Civil Litigation Program
As one of the oldest clinical law programs in the country, the Civil Litigation Program gives you the opportunity to use your lawyering skills in all courtroom levels — from local trial and housing courts, to the state's Supreme Judicial Court, to the federal court. In fact, several landmark decisions by the Massachusetts Supreme Judicial Court began as student-represented cases in the Civil Litigation Program.
Students may choose from three options:
- Immigrants' Rights Clinic (IRC) - Students represent asylum seekers affirmatively in front of the Dept of Homeland Security and in removal proceedings before Immigration Court (Department of Justice). Students also handle Violence Against Women Act (VAWA) cases, temporary restraining orders in Probate and Family Court, and other immigration and humanitarian cases.
- Employment Rights Clinic (ERC) - Students will represent clients in unemployment compensation cases, wage and hour disputes, discrimination/sexual harassment cases and Family Medical Leave Act cases.
———
- _WHAT TO WORK ON_:
1. Answer these from the Civil Litigation Program page:
(a) Which court issued several landmark decisions that began as student-represented cases in the program?
(b) Before which department do Immigrants' Rights Clinic students represent asylum seekers affirmatively?
(c) Which federal act is named among the case types handled by the Employment Rights Clinic?
2. Pick up the Civil Litigation Program page right after its last line and keep writing.
———
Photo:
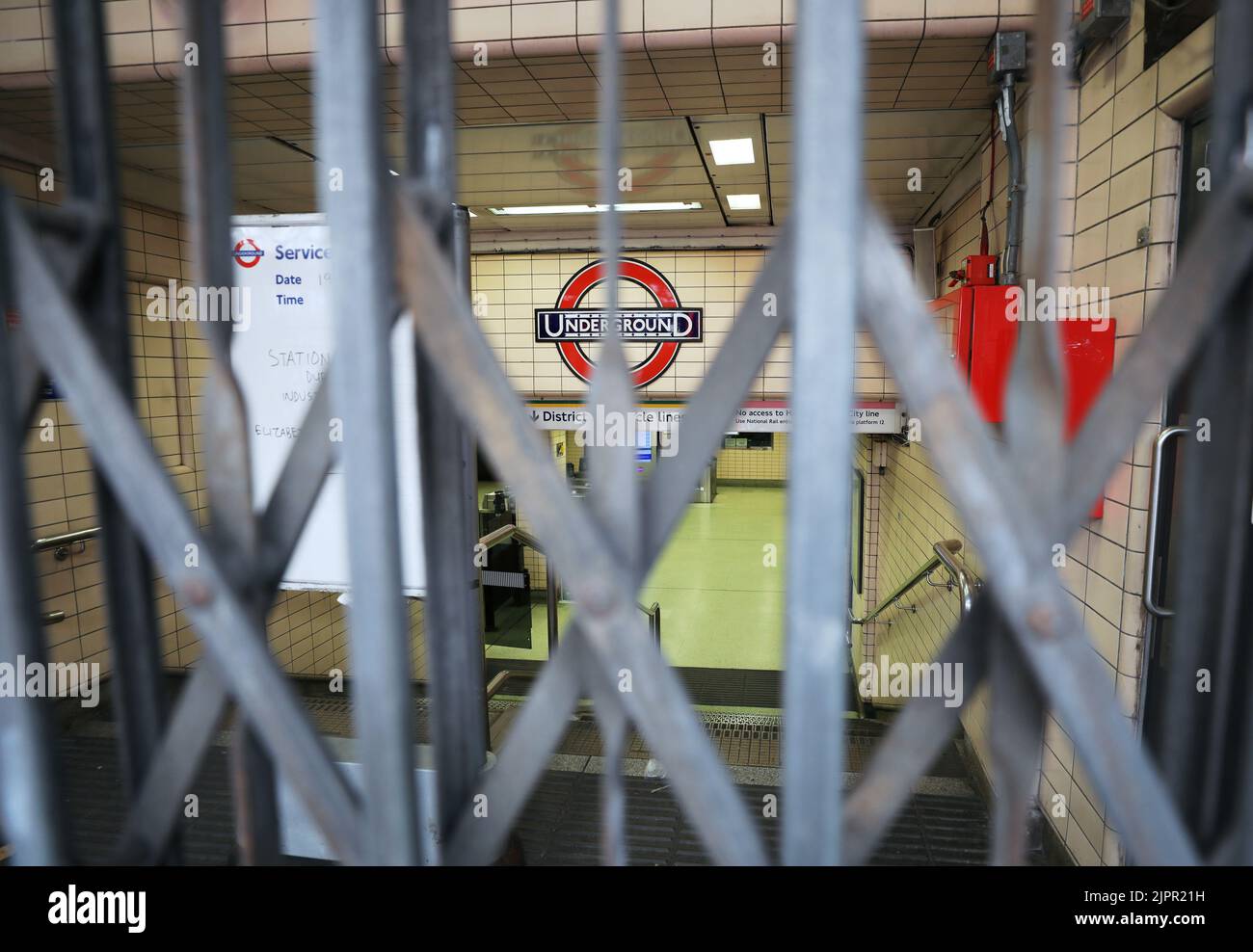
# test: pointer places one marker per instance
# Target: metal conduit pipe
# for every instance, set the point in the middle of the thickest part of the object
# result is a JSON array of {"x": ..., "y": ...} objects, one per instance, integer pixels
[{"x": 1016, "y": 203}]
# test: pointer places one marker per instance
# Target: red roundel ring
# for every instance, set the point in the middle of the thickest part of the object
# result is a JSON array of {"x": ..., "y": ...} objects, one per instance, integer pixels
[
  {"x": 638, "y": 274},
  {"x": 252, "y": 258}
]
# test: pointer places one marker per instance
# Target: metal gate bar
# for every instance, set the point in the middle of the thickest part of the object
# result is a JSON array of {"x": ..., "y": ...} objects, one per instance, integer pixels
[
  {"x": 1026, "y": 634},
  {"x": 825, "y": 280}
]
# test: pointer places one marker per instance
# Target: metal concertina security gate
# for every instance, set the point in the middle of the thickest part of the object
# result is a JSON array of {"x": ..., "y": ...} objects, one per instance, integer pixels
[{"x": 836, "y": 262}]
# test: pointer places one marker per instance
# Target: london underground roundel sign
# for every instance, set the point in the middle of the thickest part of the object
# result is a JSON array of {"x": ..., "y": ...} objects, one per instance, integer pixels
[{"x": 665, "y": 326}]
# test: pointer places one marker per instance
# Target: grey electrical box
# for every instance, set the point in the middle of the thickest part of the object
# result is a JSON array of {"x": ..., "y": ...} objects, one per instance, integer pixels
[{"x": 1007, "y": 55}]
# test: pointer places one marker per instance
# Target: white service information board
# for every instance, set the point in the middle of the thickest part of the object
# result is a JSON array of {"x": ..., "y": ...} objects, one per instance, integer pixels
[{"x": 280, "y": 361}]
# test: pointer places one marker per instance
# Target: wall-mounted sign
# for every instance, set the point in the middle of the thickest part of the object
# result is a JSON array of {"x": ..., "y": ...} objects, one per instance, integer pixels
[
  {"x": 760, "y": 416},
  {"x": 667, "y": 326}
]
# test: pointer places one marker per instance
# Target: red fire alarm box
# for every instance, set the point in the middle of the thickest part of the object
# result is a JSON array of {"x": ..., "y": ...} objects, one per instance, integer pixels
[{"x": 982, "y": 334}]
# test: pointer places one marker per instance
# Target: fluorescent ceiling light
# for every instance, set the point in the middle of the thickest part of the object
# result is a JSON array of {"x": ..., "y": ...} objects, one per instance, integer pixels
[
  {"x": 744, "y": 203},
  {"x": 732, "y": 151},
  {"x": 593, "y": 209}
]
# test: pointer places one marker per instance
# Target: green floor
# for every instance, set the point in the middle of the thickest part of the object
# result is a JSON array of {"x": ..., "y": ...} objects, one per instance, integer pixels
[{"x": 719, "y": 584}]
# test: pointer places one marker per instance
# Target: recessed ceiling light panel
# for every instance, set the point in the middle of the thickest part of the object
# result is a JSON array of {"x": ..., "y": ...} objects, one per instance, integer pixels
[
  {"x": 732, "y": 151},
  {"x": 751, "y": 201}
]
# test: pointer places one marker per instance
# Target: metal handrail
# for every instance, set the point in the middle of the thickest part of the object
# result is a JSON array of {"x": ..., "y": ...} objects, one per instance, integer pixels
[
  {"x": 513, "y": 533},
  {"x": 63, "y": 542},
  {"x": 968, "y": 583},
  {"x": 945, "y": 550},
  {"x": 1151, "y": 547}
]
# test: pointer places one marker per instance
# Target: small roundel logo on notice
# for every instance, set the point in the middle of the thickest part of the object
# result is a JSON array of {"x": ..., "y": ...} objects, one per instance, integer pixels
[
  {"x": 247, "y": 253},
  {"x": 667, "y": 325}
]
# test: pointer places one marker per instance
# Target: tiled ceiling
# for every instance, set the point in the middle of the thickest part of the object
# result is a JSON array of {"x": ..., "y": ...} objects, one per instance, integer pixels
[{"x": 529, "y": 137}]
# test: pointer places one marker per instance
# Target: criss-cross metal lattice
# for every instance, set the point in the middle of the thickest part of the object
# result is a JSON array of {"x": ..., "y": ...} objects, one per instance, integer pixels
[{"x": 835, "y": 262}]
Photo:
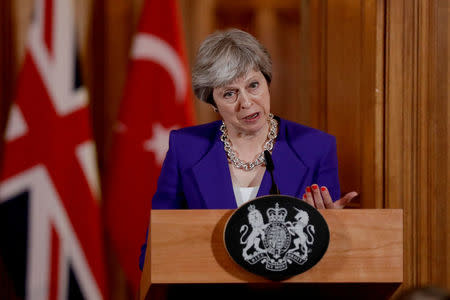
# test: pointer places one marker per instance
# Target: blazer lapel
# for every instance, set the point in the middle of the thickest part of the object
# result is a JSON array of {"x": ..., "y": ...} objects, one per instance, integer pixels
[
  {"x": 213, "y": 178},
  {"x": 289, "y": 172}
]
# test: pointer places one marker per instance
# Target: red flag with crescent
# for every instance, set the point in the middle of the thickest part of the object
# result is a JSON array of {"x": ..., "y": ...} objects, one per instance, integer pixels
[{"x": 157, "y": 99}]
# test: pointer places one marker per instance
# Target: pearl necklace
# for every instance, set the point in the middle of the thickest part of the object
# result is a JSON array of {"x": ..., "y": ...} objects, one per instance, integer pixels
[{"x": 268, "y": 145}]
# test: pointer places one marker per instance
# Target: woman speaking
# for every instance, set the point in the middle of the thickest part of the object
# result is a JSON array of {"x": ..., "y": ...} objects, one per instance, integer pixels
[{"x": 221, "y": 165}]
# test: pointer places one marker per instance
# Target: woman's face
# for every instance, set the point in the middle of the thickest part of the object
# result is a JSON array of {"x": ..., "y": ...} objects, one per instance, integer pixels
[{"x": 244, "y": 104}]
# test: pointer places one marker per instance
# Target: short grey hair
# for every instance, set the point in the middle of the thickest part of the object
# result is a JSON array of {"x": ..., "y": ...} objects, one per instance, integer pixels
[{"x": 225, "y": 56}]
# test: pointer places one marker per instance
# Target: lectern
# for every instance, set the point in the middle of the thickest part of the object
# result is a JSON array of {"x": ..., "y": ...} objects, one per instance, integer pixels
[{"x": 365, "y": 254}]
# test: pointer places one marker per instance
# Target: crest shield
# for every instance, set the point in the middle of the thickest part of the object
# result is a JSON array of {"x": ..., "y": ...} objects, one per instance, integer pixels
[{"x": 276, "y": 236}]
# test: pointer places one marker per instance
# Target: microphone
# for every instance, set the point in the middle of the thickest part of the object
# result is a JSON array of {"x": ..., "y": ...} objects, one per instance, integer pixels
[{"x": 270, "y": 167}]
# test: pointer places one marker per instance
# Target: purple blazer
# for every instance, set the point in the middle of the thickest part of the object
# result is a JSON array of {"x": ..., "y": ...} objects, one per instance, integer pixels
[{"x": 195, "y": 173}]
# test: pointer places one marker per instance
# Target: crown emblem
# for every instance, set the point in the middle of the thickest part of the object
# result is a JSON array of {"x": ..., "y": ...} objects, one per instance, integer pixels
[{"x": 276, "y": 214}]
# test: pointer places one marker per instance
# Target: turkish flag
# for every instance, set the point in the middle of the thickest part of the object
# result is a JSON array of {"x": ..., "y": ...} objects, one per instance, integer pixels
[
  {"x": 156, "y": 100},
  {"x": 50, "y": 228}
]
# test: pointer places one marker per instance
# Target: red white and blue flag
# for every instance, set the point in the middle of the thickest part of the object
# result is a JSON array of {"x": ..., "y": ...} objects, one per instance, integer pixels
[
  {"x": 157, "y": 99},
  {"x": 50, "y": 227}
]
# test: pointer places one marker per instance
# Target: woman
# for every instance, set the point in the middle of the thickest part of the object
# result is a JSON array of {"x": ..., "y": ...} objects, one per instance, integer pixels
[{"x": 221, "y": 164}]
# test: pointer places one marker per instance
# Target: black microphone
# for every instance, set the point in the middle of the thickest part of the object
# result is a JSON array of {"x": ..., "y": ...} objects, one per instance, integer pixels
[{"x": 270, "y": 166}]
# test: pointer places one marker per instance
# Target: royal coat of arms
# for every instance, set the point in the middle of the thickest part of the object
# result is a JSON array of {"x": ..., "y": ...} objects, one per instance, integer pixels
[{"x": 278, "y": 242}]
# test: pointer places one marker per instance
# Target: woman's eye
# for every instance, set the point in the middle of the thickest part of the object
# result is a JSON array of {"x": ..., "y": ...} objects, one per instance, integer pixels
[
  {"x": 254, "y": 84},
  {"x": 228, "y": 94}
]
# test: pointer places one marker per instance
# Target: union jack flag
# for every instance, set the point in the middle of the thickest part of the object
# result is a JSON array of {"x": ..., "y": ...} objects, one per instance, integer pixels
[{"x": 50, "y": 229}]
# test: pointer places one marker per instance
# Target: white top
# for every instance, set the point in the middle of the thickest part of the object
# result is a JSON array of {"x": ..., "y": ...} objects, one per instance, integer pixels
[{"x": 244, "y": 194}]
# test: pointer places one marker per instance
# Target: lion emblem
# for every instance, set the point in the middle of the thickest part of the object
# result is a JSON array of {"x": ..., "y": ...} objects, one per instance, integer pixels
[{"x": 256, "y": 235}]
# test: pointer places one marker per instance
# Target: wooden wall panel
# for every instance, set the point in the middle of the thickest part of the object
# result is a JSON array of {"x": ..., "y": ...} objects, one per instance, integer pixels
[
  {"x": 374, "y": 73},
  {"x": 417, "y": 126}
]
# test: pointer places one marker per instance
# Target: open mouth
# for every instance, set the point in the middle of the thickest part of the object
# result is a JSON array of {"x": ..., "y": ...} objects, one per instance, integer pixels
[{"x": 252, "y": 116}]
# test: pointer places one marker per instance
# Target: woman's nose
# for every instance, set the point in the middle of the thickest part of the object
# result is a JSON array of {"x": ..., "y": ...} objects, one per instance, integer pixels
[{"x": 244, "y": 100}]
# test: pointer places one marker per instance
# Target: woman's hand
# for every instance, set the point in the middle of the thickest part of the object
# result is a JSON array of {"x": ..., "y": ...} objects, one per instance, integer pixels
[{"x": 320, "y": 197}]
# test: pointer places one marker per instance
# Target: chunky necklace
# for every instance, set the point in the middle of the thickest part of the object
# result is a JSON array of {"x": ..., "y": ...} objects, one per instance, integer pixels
———
- _ANSWERS TO EACH TASK_:
1.
(a) The Massachusetts Supreme Judicial Court.
(b) The Department of Homeland Security.
(c) The Family Medical Leave Act.

2.
Working out of the offices of Greater Boston Legal Services in downtown Boston, students engage in all phases of legal work including:
- Interviewing clients and witnesses
- Drafting pleadings and other legal documents
- Negotiating with attorneys
- Conducting research
- Drafting legal memoranda
- Representing clients before courts and administrative tribunals
Seven full-time clinical faculty oversee a program of more then 40 students, working closely at every stage of the process. Classroom components of the program include interviewing, counseling and negotiating in the first semester, and trial advocacy and professional responsibility in the second. Videotaped class simulations provide additional opportunities to study the advocacy process.
Students participating in the Civil Litigation Program are eligible for the Concentration in Litigation and Dispute Resolution.
"The Clinical Program at BU Law was the highlight of my legal education. To this day, I draw on many of the lawyering skills that I first learned in the Civil Litigation Program."
In 1998, Klein argued and won the first US Supreme Court case to deal with HIV discrimination and the Americans with Disabilities Act, Bragdon v. Abbott. In a landmark decision, the Court ruled that individuals with HIV are covered under the ADA.